_Assignment_: Each line that includes the word "Target" should be copied from the records.

_Given information_:

++++++++

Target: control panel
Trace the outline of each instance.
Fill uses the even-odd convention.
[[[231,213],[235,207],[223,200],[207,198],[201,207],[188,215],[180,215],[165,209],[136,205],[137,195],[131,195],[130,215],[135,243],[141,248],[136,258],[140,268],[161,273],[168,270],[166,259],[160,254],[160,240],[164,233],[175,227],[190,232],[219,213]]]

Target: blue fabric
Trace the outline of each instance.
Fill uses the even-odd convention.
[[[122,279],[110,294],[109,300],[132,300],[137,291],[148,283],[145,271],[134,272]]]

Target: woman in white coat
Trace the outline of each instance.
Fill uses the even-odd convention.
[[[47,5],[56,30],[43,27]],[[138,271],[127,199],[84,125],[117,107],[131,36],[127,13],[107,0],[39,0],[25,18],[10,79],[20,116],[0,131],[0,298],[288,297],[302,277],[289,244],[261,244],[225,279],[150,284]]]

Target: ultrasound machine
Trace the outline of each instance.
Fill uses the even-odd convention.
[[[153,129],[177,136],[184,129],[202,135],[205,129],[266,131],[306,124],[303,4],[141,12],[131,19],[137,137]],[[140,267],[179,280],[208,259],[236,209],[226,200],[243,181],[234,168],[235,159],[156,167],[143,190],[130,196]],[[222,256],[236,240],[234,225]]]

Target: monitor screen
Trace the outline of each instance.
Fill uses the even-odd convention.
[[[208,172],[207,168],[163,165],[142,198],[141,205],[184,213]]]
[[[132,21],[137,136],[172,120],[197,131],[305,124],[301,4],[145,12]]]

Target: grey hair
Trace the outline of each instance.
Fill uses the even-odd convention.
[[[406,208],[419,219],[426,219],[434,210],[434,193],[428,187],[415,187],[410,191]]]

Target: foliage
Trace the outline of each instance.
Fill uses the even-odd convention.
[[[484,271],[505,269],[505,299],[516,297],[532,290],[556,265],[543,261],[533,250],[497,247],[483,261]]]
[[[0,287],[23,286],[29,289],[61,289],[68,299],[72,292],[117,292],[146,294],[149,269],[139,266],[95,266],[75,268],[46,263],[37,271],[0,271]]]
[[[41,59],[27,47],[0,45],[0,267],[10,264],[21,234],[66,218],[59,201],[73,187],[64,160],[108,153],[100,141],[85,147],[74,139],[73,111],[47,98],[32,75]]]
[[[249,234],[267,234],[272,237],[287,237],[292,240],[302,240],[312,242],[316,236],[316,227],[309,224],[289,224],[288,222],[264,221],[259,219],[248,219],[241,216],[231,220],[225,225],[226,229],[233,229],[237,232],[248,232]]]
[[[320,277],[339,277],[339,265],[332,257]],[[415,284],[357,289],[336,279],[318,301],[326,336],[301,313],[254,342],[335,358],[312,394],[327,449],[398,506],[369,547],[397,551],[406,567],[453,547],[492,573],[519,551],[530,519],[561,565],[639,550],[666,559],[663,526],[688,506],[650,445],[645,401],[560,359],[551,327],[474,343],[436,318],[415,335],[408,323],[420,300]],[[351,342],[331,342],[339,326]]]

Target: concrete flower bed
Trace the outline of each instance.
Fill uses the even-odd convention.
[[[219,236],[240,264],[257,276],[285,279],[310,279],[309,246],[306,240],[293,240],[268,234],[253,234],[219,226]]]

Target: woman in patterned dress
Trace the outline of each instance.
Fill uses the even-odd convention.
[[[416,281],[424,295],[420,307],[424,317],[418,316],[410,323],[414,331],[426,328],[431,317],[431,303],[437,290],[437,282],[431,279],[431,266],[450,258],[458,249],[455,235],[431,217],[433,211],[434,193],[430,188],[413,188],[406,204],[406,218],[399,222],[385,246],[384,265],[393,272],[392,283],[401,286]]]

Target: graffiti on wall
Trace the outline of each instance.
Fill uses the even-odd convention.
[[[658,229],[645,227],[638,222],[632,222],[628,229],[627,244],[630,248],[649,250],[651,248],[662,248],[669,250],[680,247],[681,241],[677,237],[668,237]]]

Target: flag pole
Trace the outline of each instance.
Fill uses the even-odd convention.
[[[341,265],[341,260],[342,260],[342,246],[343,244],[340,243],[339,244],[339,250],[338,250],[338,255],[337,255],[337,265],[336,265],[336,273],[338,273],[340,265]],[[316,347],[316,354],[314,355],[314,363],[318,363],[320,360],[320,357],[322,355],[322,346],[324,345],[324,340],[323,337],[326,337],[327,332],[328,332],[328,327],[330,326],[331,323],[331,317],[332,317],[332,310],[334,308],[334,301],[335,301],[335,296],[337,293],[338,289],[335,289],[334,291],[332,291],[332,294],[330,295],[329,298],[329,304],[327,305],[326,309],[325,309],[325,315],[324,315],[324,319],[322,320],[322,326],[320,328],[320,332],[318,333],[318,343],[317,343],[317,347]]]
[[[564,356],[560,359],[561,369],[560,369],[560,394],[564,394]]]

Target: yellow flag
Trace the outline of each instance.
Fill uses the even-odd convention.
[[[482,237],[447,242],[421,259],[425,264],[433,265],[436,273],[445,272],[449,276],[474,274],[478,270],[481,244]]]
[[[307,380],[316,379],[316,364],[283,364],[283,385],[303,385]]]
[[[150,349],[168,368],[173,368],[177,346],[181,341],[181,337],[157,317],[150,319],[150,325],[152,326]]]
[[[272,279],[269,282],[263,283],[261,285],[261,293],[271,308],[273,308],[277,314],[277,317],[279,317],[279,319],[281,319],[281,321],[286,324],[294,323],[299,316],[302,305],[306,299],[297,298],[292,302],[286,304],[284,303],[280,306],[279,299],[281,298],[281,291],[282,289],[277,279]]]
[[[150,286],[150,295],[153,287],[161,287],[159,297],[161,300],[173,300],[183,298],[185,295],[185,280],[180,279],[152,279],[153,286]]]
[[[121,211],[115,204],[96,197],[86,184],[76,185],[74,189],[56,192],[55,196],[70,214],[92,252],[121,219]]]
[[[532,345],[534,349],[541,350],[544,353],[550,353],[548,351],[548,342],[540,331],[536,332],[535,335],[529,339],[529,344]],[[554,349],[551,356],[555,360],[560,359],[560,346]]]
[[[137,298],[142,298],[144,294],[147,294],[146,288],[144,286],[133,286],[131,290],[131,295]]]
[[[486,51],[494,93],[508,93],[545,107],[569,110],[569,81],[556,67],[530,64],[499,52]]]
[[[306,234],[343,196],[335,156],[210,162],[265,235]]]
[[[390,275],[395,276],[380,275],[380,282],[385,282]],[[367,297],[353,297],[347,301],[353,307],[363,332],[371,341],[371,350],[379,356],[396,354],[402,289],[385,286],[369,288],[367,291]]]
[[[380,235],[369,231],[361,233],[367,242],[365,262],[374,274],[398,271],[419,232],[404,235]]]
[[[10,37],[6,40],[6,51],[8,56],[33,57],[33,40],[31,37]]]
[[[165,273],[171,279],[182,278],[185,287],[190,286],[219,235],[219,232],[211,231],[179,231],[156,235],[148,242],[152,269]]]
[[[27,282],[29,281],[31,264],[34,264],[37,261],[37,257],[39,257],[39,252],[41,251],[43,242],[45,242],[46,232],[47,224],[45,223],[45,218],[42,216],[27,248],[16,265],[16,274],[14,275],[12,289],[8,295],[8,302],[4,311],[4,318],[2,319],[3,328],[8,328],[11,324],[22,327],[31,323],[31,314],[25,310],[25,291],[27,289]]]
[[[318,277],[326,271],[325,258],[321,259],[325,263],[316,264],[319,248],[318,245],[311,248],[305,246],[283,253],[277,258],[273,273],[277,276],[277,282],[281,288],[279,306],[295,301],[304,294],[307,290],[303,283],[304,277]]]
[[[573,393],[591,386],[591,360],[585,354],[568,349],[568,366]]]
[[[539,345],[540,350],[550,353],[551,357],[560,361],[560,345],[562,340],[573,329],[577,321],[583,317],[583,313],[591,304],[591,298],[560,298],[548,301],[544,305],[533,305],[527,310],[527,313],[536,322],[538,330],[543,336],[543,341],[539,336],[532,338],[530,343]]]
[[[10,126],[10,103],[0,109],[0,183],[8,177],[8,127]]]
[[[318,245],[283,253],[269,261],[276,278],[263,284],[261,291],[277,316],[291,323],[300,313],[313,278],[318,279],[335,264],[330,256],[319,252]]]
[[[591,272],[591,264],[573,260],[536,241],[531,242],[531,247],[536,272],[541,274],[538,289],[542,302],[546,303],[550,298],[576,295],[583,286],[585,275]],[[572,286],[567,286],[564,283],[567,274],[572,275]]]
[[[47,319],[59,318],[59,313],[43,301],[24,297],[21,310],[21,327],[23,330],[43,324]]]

++++++++

_Reply to the task_:
Target: control panel
Target: blue fabric
Target: woman in white coat
Target: ultrasound machine
Target: monitor screen
Target: grey hair
Target: foliage
Target: concrete flower bed
Target: woman in patterned dress
Target: graffiti on wall
Target: flag pole
Target: yellow flag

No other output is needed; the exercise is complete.